PROBLEM:
Rescale the items below by copying every line, requests included, and multiplying each coordinate in the answers by 1.5, rounding to the nearest whole number with halves rounded up. Leave the pictures out.

BEGIN

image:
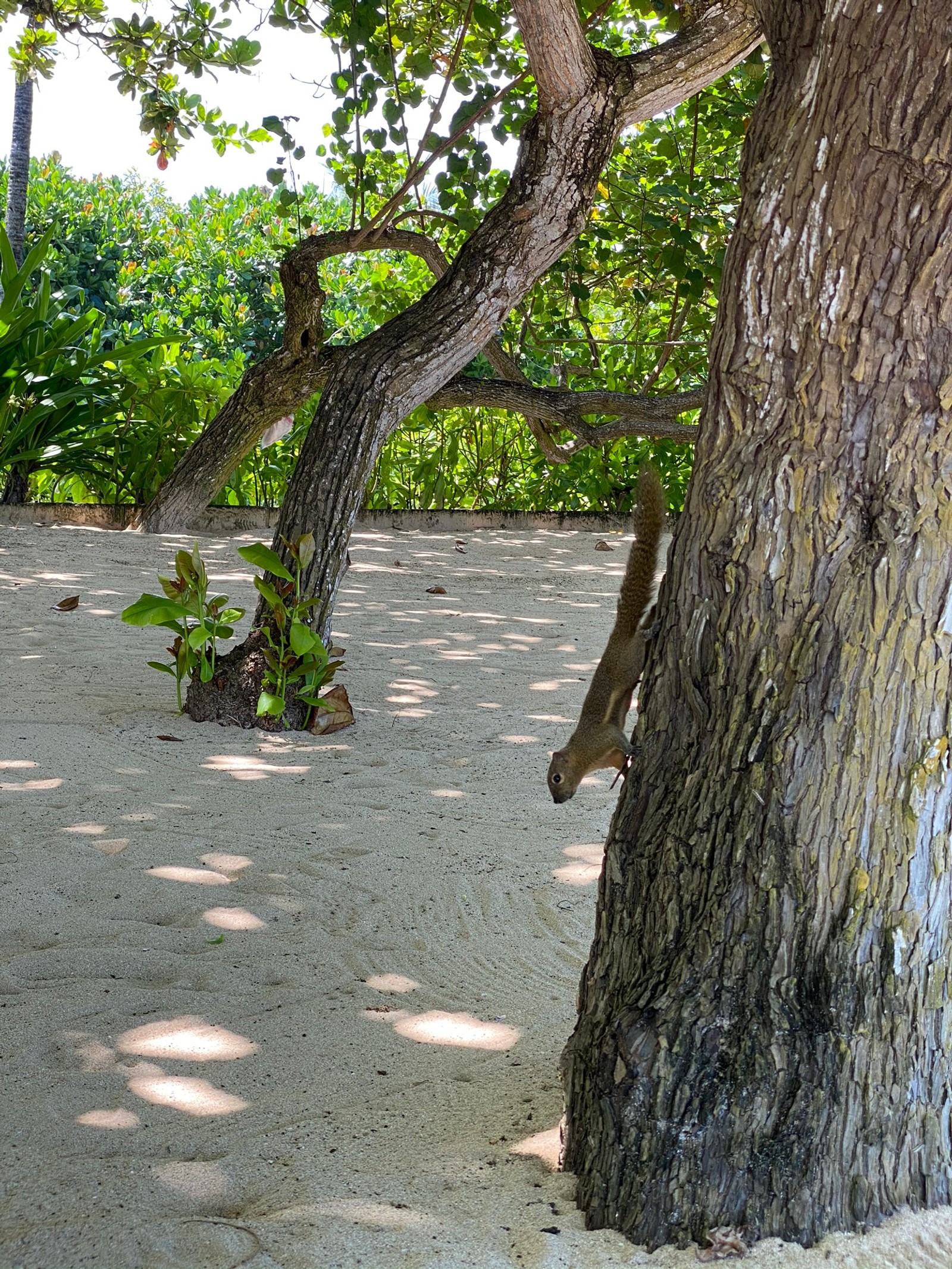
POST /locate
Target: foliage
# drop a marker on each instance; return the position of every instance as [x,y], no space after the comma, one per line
[293,651]
[148,54]
[629,308]
[197,621]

END

EXERCISE ANSWER:
image:
POST /locate
Target: foliage
# drop a marker on each instance; return the position of every instance as [x,y], no space after the comma, one per line
[440,977]
[222,81]
[944,462]
[296,932]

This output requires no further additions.